═══ Text segment
Could we maybe put all of this logic into a staticmethod function? that takes as in input sinusoidal_pos, query_layer, and key_layer? This would make it a bit more readable IMO and more importantly would allow us to easily test this layer

LysandreJik

Very nice work! It's in very good shape, thanks @JunnYu!

One aspect that is important is the ability to save/load tokenizers. Once this issue is solved, then it looks good to merge for me!

src/transformers/models/roformer/modeling_roformer.py

LysandreJik · 2021-05-14T16:00:23Z

src/transformers/models/roformer/tokenization_roformer.py

+        return "".join(output)
+
+
+class RoFormerTokenizer(BertTokenizer):


LysandreJik · 2021-05-14T16:01:21Z

src/transformers/models/roformer/tokenization_roformer.py

+    def __init__(self, *args, **kwargs):
+        super().__init__(*args, **kwargs)
+        try:
+            import jieba


This is the second occurrence of an import jieba in the library, I guess the third time we'll refactor that with dummy objects @sgugger?

LysandreJik · 2021-05-14T16:04:44Z

tests/test_tokenization_roformer.py

+    def test_added_token_serializable(self):
+        pass
+
+    def test_save_pretrained(self):
+        pass
+
+    def test_pickle_tokenizer(self):
+        pass
+
+    def test_save_and_load_tokenizer(self):
+        pass
+
+    def test_encode_decode_with_spaces(self):
+        pass


This is a bit of an issue, serializing a tokenizer is important! I guess one option to enable this is to delete self.jieba from the tokenizer before serializing it, as it is stateless?

LysandreJik · 2021-05-14T16:06:29Z

tests/test_modeling_roformer.py

+        for type in ["absolute", "relative_key", "relative_key_query"]:
+            config_and_inputs[0].position_embedding_type = type
+            self.model_tester.create_and_check_model(*config_and_inputs)
══════
═══ Raw data
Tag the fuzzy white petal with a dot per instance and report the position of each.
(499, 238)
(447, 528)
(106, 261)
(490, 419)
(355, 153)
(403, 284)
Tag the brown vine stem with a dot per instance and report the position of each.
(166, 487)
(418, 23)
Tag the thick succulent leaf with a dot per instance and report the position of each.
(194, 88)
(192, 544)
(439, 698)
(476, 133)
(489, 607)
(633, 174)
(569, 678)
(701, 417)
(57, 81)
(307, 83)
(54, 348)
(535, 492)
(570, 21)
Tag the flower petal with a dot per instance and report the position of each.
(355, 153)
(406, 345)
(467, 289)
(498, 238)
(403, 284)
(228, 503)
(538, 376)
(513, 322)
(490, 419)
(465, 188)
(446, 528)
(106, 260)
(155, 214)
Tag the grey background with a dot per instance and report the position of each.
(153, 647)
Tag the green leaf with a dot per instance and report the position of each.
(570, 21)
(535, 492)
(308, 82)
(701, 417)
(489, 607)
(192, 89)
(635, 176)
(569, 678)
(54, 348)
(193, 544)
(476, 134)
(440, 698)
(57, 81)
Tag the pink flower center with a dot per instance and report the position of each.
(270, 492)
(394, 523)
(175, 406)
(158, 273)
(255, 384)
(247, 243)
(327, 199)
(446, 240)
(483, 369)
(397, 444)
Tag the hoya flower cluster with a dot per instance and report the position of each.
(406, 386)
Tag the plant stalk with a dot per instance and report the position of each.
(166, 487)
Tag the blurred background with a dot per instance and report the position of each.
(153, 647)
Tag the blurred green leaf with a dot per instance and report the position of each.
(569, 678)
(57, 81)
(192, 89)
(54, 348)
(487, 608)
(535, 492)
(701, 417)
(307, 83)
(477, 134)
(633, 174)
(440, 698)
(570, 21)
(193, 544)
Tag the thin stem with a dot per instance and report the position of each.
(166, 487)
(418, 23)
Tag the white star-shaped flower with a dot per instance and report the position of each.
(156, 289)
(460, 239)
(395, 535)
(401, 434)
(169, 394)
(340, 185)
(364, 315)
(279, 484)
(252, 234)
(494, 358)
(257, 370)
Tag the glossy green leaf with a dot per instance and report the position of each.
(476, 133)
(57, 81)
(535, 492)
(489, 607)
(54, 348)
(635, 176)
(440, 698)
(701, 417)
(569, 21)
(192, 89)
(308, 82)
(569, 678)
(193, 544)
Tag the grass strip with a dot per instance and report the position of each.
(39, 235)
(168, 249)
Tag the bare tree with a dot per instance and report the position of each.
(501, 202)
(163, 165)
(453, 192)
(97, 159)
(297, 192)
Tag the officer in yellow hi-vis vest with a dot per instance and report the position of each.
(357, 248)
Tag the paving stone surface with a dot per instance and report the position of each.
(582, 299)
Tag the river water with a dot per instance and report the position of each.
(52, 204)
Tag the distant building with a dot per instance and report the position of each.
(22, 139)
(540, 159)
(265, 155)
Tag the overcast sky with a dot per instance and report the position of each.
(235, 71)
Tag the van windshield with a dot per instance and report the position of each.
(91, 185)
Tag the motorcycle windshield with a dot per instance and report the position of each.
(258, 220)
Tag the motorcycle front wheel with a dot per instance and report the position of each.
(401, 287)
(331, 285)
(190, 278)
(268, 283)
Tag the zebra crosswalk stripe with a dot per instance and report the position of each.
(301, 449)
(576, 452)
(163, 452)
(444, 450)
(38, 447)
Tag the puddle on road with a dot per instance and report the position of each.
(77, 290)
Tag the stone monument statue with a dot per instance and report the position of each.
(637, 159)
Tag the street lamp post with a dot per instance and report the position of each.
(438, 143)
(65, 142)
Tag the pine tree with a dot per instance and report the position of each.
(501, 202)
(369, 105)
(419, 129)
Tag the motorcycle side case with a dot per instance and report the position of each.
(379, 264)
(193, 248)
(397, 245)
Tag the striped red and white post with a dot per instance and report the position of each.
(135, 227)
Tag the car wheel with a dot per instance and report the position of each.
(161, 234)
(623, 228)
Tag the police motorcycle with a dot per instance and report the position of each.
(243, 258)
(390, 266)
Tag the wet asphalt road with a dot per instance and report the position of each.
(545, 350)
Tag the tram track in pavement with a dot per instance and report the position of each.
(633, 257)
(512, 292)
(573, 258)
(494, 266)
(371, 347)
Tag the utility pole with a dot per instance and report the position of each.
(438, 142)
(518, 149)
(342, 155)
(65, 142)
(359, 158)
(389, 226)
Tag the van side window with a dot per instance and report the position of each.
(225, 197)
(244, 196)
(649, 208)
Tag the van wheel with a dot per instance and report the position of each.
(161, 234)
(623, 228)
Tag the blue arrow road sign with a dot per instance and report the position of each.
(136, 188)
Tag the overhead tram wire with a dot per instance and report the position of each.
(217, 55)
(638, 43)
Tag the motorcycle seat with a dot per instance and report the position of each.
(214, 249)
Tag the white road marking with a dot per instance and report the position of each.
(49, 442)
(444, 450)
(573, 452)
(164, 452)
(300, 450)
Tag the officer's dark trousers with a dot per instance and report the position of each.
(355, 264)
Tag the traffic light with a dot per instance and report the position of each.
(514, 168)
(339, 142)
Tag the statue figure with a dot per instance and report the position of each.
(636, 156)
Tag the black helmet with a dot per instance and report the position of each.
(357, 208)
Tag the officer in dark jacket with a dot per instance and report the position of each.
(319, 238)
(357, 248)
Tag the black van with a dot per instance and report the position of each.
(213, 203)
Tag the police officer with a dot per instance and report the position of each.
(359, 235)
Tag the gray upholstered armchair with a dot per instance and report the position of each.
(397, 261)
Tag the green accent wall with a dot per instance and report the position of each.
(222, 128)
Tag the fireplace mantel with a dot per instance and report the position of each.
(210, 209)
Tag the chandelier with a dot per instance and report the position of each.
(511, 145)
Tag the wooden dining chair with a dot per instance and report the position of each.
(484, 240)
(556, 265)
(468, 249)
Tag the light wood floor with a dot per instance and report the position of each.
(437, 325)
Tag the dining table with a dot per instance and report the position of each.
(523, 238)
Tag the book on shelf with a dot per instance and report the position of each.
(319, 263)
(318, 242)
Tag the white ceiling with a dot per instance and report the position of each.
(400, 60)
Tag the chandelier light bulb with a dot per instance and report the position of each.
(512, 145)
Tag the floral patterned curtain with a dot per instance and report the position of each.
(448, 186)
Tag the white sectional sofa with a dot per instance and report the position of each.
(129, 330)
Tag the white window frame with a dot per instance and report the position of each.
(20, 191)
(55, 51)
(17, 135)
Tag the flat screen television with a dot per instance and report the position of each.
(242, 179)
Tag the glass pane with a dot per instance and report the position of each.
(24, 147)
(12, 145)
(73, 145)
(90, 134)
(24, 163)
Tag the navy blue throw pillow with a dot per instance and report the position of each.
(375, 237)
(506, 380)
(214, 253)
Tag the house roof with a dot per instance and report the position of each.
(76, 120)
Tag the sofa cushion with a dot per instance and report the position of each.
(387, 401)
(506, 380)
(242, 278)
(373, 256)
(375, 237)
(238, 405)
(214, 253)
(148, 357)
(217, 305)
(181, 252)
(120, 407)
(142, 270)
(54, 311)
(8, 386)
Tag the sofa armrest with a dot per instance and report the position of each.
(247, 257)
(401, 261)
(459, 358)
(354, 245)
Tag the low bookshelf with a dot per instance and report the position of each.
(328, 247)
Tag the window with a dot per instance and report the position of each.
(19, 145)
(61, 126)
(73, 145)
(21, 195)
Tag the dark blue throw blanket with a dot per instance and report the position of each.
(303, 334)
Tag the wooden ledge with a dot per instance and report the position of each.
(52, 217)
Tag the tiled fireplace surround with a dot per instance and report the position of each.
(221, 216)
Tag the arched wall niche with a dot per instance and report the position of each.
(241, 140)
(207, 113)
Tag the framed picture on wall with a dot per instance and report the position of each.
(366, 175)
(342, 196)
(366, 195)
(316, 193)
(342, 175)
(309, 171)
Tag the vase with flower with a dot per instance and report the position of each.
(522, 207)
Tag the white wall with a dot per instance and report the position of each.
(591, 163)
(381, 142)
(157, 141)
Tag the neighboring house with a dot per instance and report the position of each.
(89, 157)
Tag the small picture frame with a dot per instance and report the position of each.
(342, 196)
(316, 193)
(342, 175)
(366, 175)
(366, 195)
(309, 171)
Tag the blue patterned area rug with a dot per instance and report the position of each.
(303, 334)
══════
What the task asks
Reproduce the entire RoFormer code review thread above, word for word and without any alteration.

Exercise result
Could we maybe put all of this logic into a staticmethod function? that takes as in input sinusoidal_pos, query_layer, and key_layer? This would make it a bit more readable IMO and more importantly would allow us to easily test this layer

LysandreJik

Very nice work! It's in very good shape, thanks @JunnYu!

One aspect that is important is the ability to save/load tokenizers. Once this issue is solved, then it looks good to merge for me!

src/transformers/models/roformer/modeling_roformer.py

LysandreJik · 2021-05-14T16:00:23Z

src/transformers/models/roformer/tokenization_roformer.py

+        return "".join(output)
+
+
+class RoFormerTokenizer(BertTokenizer):


LysandreJik · 2021-05-14T16:01:21Z

src/transformers/models/roformer/tokenization_roformer.py

+    def __init__(self, *args, **kwargs):
+        super().__init__(*args, **kwargs)
+        try:
+            import jieba


This is the second occurrence of an import jieba in the library, I guess the third time we'll refactor that with dummy objects @sgugger?

LysandreJik · 2021-05-14T16:04:44Z

tests/test_tokenization_roformer.py

+    def test_added_token_serializable(self):
+        pass
+
+    def test_save_pretrained(self):
+        pass
+
+    def test_pickle_tokenizer(self):
+        pass
+
+    def test_save_and_load_tokenizer(self):
+        pass
+
+    def test_encode_decode_with_spaces(self):
+        pass


This is a bit of an issue, serializing a tokenizer is important! I guess one option to enable this is to delete self.jieba from the tokenizer before serializing it, as it is stateless?

LysandreJik · 2021-05-14T16:06:29Z

tests/test_modeling_roformer.py

+        for type in ["absolute", "relative_key", "relative_key_query"]:
+            config_and_inputs[0].position_embedding_type = type
+            self.model_tester.create_and_check_model(*config_and_inputs)